* **Exercise aim**:
Print the entries below word for word; the pictures stay out of your copy.

(Records from a data source)
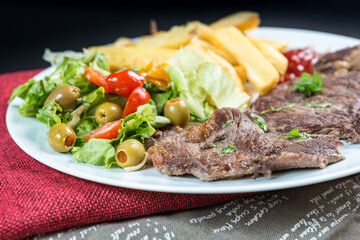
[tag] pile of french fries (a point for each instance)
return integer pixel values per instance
(248, 60)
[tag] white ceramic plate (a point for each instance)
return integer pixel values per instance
(31, 136)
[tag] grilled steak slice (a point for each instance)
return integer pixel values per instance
(342, 89)
(347, 58)
(200, 150)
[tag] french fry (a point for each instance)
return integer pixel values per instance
(122, 41)
(176, 37)
(211, 47)
(279, 45)
(241, 71)
(210, 56)
(261, 74)
(245, 20)
(131, 57)
(276, 58)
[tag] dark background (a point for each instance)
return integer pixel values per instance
(27, 28)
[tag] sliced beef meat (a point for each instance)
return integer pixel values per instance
(199, 149)
(342, 89)
(347, 58)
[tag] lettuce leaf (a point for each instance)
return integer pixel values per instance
(141, 124)
(138, 125)
(50, 114)
(202, 85)
(98, 152)
(69, 72)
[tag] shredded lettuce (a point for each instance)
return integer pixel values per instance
(204, 86)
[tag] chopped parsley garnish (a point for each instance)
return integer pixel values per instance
(322, 105)
(227, 123)
(259, 121)
(229, 149)
(295, 133)
(272, 109)
(308, 84)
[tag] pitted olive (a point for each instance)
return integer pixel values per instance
(65, 96)
(177, 111)
(130, 153)
(107, 112)
(61, 137)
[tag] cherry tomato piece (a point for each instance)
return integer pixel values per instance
(95, 77)
(108, 130)
(137, 98)
(300, 61)
(124, 82)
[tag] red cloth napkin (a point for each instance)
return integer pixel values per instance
(37, 199)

* **Completed task**:
[tag] pile of french fries (a point for each instance)
return integer pixel values per instance
(248, 60)
[tag] white ceramic plate (a point for each instance)
return integer pixel values per instance
(31, 136)
[tag] grilled steak slice (a point for each instance)
return integer pixel values per instance
(342, 89)
(347, 58)
(200, 150)
[tag] french fry (a point for each instance)
return integer pixel values per instance
(122, 41)
(176, 37)
(211, 47)
(279, 45)
(241, 71)
(210, 56)
(261, 74)
(245, 20)
(131, 57)
(276, 58)
[tag] dark background (a point for each instance)
return integer pixel values per instance
(27, 28)
[tag] sliced beef meat (a point for each instance)
return integer pixel values per instance
(199, 149)
(342, 89)
(347, 58)
[tag] lettuce leaf (a point for each instance)
return integer pixel values per instance
(141, 124)
(138, 125)
(50, 114)
(202, 85)
(98, 152)
(69, 72)
[tag] shredded lettuce (a point for each instance)
return integer pixel values per instance
(204, 86)
[tag] chopped parsley garnish (a point for each instance)
return integer pixel values per instance
(322, 105)
(227, 123)
(259, 121)
(229, 149)
(295, 133)
(272, 109)
(308, 84)
[tag] pitted olive (a point for each instance)
return integer pixel values per instance
(65, 96)
(177, 111)
(130, 153)
(107, 112)
(61, 137)
[tag] cherry tomato piece (a point for each instance)
return integer pixel values per instance
(95, 77)
(108, 130)
(137, 98)
(300, 61)
(124, 82)
[tag] red cloth napkin (a point for each instance)
return integer pixel values per instance
(37, 199)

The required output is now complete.